**Requirement:**
Any picture in the entries is to be skipped, while everything else is transcribed word for word.

.....

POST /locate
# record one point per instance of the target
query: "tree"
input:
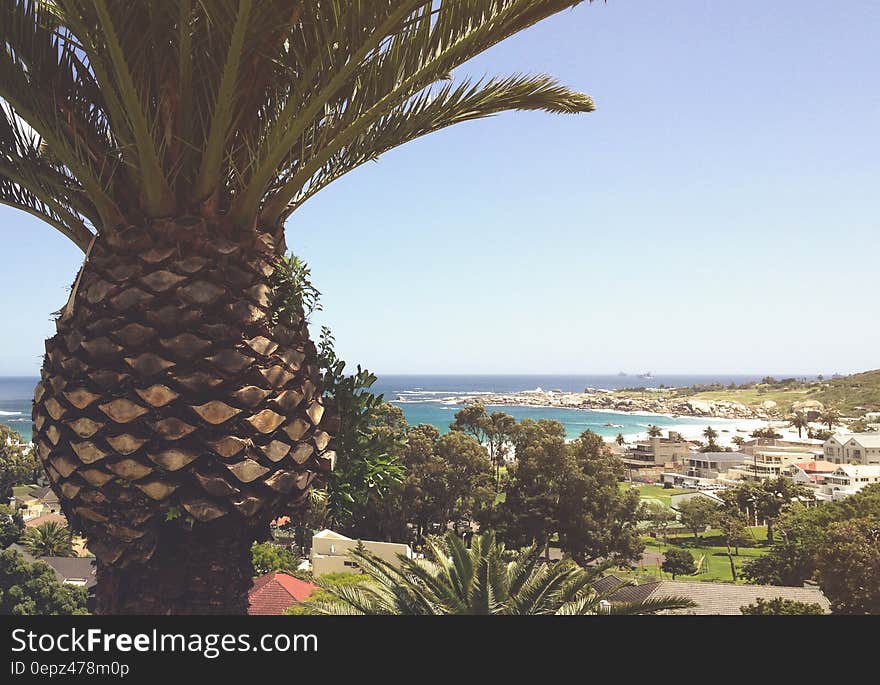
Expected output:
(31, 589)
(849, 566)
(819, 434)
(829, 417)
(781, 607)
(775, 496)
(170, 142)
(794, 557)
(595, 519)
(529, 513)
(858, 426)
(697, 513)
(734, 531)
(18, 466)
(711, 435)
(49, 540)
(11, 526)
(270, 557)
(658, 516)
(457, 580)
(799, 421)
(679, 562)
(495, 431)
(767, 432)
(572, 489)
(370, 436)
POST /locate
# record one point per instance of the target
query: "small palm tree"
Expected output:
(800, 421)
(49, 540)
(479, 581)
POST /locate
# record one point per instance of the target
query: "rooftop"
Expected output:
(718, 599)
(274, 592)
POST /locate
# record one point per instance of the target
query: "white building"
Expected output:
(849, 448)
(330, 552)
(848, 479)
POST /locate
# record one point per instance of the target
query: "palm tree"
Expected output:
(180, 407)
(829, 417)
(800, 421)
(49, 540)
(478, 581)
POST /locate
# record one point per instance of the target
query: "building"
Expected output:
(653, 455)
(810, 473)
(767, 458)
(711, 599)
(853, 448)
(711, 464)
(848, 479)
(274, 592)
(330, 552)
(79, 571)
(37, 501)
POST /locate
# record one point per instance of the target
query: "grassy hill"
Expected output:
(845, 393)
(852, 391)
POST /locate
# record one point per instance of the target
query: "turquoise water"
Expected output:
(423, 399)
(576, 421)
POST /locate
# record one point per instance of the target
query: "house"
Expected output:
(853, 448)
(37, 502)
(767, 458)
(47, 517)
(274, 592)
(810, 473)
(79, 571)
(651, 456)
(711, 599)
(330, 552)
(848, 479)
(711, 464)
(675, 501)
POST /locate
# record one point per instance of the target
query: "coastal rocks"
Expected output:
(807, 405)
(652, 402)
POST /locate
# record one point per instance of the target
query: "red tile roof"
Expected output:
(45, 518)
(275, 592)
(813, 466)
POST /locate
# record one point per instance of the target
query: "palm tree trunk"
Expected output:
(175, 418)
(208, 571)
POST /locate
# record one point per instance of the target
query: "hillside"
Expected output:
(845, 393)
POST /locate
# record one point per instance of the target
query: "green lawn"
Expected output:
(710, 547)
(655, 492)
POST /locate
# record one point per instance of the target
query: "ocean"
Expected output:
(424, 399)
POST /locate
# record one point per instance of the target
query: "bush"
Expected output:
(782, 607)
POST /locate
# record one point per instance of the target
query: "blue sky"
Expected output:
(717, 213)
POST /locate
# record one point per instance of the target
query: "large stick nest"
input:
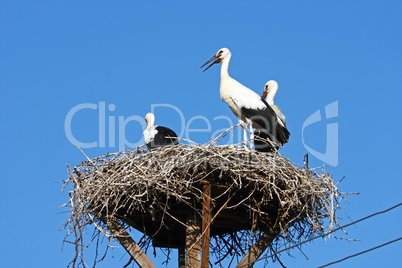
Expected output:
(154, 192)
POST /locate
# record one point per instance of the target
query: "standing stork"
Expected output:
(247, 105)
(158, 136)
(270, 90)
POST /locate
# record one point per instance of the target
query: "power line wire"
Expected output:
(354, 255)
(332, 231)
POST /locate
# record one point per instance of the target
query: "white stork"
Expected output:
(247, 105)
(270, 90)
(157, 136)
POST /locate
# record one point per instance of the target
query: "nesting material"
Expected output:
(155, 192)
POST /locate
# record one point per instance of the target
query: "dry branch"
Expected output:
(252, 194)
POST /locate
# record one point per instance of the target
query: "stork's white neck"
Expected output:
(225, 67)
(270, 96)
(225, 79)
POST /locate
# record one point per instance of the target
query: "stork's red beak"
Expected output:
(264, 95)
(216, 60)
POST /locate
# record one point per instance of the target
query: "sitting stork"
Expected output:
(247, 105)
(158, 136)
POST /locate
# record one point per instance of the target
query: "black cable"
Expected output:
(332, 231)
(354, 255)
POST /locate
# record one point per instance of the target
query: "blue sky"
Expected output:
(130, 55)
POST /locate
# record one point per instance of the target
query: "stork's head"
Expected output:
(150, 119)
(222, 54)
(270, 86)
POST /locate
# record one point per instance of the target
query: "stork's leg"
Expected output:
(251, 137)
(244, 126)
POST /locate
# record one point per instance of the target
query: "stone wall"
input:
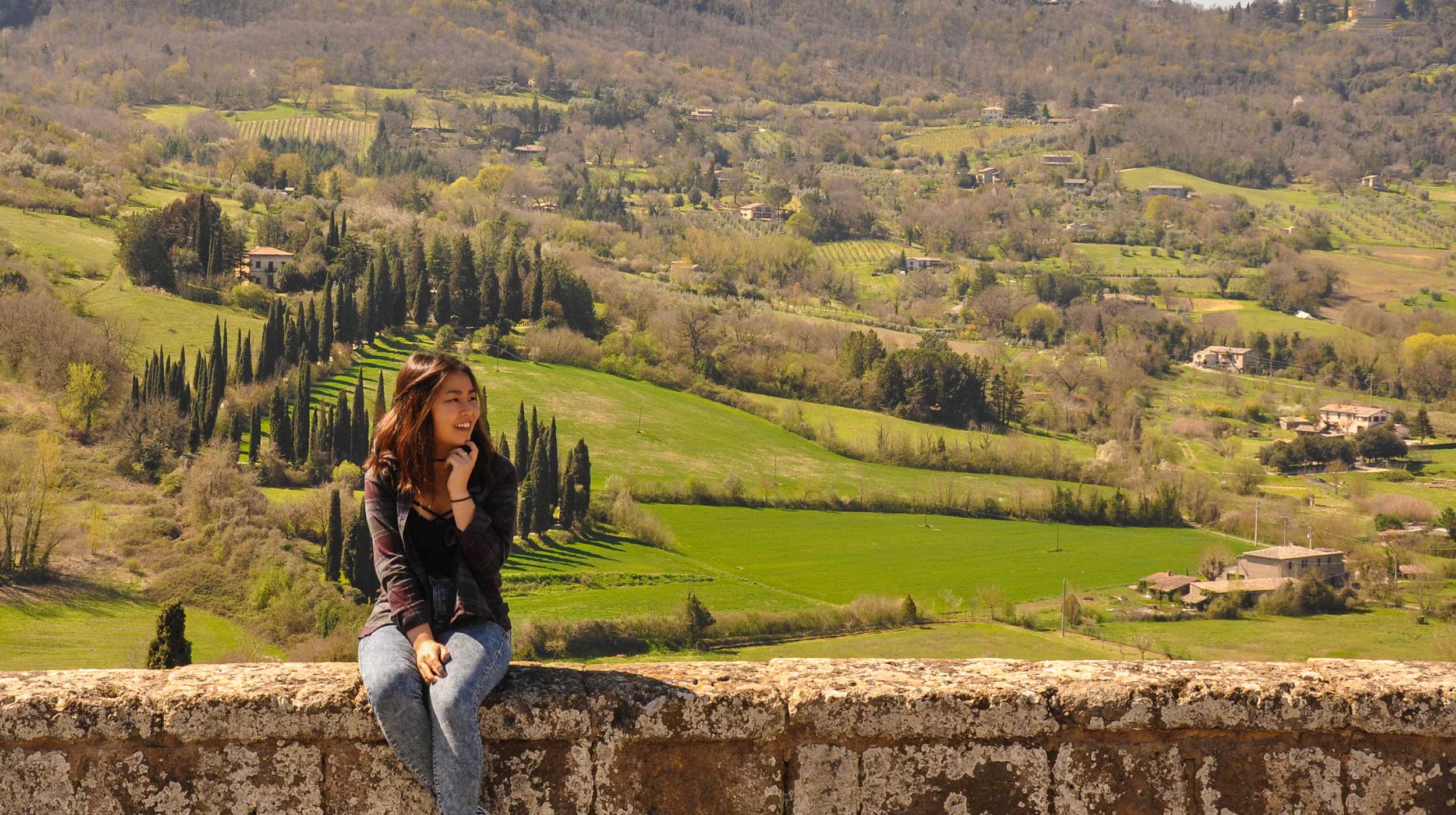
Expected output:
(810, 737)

.....

**Reply to the exercise:**
POST /locate
# record one point per instance of the target
query: "tree"
input:
Expected output:
(31, 589)
(849, 566)
(819, 434)
(829, 417)
(781, 607)
(775, 496)
(170, 142)
(794, 557)
(595, 519)
(529, 513)
(858, 426)
(697, 513)
(734, 531)
(18, 466)
(711, 435)
(49, 540)
(11, 526)
(270, 557)
(658, 516)
(457, 580)
(799, 421)
(679, 562)
(495, 431)
(767, 432)
(572, 489)
(370, 436)
POST /locate
# record one point per instance of the target
query: "small palm tree"
Expected output:
(800, 421)
(49, 540)
(479, 581)
POST /locate
# record one point per instance of the target
query: "rooftop"
Expected output:
(718, 599)
(274, 592)
POST /locate
# record one point per instance of the target
query: "white building"
Expected output:
(849, 448)
(330, 552)
(848, 479)
POST /locate
# record one point per instance of the target
query: "palm tree"
Expected output:
(180, 407)
(829, 417)
(800, 421)
(49, 540)
(478, 581)
POST /locate
# record one point per instance of the target
query: "building"
Expected output:
(653, 455)
(810, 473)
(767, 458)
(711, 599)
(853, 448)
(711, 464)
(848, 479)
(274, 592)
(330, 552)
(79, 571)
(37, 501)
POST /locate
# record one point per instance of the target
query: "grassy hill"
Expected output:
(845, 393)
(852, 391)
POST /locate
# record one point per instance of the target
query: "turquoise water"
Expected output:
(423, 399)
(576, 421)
POST /locate
# record one point per instance of the target
query: "house"
Expected output:
(853, 448)
(37, 502)
(767, 458)
(47, 517)
(274, 592)
(810, 473)
(79, 571)
(651, 456)
(711, 599)
(330, 552)
(848, 479)
(711, 464)
(675, 501)
POST /locate
# record one point per instance of the target
query: "coastal rocks"
Expected output:
(807, 405)
(652, 402)
POST /locate
# record one point per instance of the target
query: "red tile roof"
Expected output:
(45, 518)
(275, 592)
(813, 466)
POST /locate
# record one point per instance of the target
query: "palm tree trunk"
Expected output:
(175, 418)
(208, 571)
POST /locate
# record one point per instance of the target
query: "hillside"
Expected output:
(845, 393)
POST /locate
# record one point per instance of the target
query: "green lawn"
Expected output:
(710, 547)
(655, 492)
POST /locate
# record one point per instance of the target
query: "ocean"
Expected output:
(424, 399)
POST /locate
# record one point per instance of the target
query: "bush"
Expected output:
(782, 607)
POST /locate
# record one point per instance of the target
query: "blue sky"
Expected output:
(717, 213)
POST /locate
# record one point per instance of the target
query: "large stick nest"
input:
Expected output:
(154, 192)
POST /locate
# record one point per instance of the target
query: "standing stork"
Expected output:
(247, 105)
(158, 136)
(270, 90)
POST /locate
# record one point per instance of the target
query: "power line wire"
Expected output:
(354, 255)
(332, 231)
POST /locate
# record one point per instance of the target
query: "white stork"
Expected output:
(247, 105)
(270, 90)
(157, 136)
POST /locate
# record one point per instance of the target
query: "nesting material"
Expected output:
(155, 192)
POST /locate
# record one point per instance of the target
query: "dry branch"
Expected output:
(252, 194)
POST /locate
# record one point per instance of the target
query: "stork's white neck"
Expected output:
(225, 67)
(270, 96)
(225, 79)
POST /locate
# record one point per instance of the target
query: "stork's red beak"
Expected output:
(264, 95)
(216, 60)
POST /locate
# record one point per instance of the target
query: "sitting stork"
Expected output:
(247, 105)
(158, 136)
POST /locate
# record one point per instance of the target
query: "black cable"
Expected output:
(332, 231)
(354, 255)
POST /locate
# record one point per instance of the target
query: "blue sky"
Expected output:
(130, 55)
POST /locate
# record one point per instance of the target
query: "stork's head"
Expected output:
(150, 119)
(222, 54)
(270, 86)
POST /locate
# record one point per instance of the target
query: "stork's leg"
Expected output:
(251, 137)
(244, 126)
POST /locate
# record one point per instance of the target
query: "stone wall"
input:
Expected output:
(810, 737)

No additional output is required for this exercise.